Source document.
# DAMAGED ACCOUSTIC GUITAR



## greco (Jul 15, 2007)

Kijiji - Buy, Sell & Save with Canada's #1 Local Classifieds


Visit Kijiji Classifieds to buy, sell, or trade almost anything! New and used items, cars, real estate, jobs, services, vacation rentals and more virtually anywhere.




www.kijiji.ca


----------



## Diablo (Dec 20, 2007)

It’ll buff out.


----------



## chickenpicken84 (Jan 29, 2021)

LOL


----------



## NashvilleDeluxe (Feb 7, 2018)

I suppose that's one way to get that pesky pick out of the body...


----------



## John123 (Jul 22, 2020)

Just neeeds a bit'a glue!!


----------



## Chito (Feb 17, 2006)

This is what I like about it:

"*everything else is in great shape* trade for guitar or bass effect pedel or a CB radio and antenna"

LOL


----------



## Mooh (Mar 7, 2007)

Everything made of wood, even laminates, can be fixed, but one should consider whether it's worthwhile. As a practice repair guitar, ie, practicing one's skill at fixing things, I guess it would be worthwhile, but I wouldn't pay for the privilege. Someone might cherish that guitar, but it wasn't a great guitar when it was brand spanking new, so repaired it will be even less so. 

YMMV, IMHO, blah, blah, blah...


----------



## Paul Running (Apr 12, 2020)

A good candidate for Picasso style guitar sculpture.


----------



## Stephenlouis (Jun 24, 2019)

perfect match for one of them Gibson necks.


----------



## Whammer Jammer (Sep 7, 2019)

Maybe trade a CB radio, but no antenna.

I like how the damage photo is last. I guess since everything else is in great shape.


----------



## Diablo (Dec 20, 2007)

Never date / cheat on a woman who owns her own circular saw.


----------



## Guncho (Jun 16, 2015)

Someone should find a picture of a smashed up cb radio and offer to trade.


----------



## SWLABR (Nov 7, 2017)

That’s not just from an unfortunate tumble off a flimsy guitar stand.

The back is still attached to a section of the bottom.That took some effort.


----------

Extracted records:
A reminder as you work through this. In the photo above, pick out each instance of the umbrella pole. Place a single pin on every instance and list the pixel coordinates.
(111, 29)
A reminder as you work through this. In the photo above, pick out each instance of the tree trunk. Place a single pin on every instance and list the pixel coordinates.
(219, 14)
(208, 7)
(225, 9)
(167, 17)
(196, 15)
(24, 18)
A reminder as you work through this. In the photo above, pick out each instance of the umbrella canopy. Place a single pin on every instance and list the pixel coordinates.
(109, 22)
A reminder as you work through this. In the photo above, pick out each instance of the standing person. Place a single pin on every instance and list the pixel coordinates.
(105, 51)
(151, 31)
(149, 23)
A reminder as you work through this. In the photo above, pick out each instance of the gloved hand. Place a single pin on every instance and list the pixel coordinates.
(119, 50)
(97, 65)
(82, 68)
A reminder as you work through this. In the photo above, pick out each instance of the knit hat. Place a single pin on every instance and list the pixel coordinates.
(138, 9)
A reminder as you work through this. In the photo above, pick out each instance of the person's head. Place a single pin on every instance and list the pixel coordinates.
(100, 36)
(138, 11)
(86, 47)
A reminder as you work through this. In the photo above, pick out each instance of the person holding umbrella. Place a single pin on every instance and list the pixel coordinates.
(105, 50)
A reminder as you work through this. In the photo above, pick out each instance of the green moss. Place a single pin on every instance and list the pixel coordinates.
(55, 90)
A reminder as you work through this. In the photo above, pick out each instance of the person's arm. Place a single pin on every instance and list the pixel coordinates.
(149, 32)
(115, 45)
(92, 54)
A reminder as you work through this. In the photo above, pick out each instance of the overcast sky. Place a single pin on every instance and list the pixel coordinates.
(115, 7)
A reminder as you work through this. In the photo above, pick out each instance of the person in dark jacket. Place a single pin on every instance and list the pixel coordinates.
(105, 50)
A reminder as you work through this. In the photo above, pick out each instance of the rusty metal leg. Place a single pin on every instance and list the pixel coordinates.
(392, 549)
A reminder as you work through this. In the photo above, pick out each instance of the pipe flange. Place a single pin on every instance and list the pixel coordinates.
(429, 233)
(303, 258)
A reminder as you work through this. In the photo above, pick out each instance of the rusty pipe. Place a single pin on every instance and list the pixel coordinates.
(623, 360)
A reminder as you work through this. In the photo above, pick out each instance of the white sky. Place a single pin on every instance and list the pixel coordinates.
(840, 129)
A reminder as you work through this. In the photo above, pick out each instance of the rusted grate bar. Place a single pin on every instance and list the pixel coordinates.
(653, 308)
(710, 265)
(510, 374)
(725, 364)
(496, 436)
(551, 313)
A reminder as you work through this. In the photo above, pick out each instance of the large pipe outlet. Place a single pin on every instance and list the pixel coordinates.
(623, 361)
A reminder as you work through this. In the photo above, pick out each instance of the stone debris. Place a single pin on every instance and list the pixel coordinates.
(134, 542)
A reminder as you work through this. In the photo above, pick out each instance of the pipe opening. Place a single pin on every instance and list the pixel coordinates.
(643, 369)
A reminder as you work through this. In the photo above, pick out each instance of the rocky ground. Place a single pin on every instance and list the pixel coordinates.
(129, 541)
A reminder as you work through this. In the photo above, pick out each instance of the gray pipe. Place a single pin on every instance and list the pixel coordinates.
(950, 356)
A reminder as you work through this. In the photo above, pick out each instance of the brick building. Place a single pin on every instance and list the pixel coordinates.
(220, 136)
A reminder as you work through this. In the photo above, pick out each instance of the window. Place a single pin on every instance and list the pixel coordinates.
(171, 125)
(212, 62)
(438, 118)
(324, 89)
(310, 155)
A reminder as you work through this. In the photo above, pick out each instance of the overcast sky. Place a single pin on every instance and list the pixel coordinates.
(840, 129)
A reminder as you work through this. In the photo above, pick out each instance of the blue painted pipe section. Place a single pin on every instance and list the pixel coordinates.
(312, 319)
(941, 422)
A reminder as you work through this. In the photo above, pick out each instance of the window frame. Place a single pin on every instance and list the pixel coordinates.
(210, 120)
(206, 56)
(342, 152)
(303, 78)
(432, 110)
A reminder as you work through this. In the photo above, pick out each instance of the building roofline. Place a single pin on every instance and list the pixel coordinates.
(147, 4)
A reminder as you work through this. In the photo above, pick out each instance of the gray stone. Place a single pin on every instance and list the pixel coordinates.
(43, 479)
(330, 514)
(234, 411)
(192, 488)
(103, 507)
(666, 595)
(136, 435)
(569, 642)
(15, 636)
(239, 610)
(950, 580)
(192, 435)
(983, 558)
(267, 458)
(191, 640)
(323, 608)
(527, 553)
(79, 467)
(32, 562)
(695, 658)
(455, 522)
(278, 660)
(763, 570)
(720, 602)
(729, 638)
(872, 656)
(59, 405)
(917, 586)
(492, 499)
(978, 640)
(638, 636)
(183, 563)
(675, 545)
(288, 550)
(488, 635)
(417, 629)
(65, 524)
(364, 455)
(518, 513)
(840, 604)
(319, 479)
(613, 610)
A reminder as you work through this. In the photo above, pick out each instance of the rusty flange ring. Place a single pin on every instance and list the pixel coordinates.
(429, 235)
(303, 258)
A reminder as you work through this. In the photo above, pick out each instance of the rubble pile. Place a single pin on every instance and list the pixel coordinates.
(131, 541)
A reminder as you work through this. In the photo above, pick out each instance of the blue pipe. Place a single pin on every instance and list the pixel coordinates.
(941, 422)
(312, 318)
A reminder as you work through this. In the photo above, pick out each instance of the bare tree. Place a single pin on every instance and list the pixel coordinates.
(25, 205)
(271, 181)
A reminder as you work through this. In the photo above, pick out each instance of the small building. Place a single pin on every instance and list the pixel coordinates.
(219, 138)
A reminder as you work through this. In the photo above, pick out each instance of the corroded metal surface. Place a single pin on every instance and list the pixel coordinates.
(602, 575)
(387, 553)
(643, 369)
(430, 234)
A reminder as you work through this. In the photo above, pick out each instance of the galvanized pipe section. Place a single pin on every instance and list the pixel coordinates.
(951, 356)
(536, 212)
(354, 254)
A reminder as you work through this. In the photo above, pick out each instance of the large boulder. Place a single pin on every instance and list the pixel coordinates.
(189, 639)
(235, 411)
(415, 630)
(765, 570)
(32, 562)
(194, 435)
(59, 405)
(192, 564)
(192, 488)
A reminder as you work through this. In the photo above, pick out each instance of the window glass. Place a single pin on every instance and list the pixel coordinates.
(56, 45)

Directions.
- 1) Replace "worthwhile" with "worth it" in the guitar thread, and give everything from "Everything made of" down to "blah, blah, blah..." with that substitution applied.
- 2) Shift each pixel coordinate in the answers by adding 39 to every number. Then reproduce everything in the records, requests included, from the line containing "the window glass." down to the end of the records.

Outputs.
- 1)
Everything made of wood, even laminates, can be fixed, but one should consider whether it's worth it. As a practice repair guitar, ie, practicing one's skill at fixing things, I guess it would be worth it, but I wouldn't pay for the privilege. Someone might cherish that guitar, but it wasn't a great guitar when it was brand spanking new, so repaired it will be even less so. 

YMMV, IMHO, blah, blah, blah...

- 2)
A reminder as you work through this. In the photo above, pick out each instance of the window glass. Place a single pin on every instance and list the pixel coordinates.
(95, 84)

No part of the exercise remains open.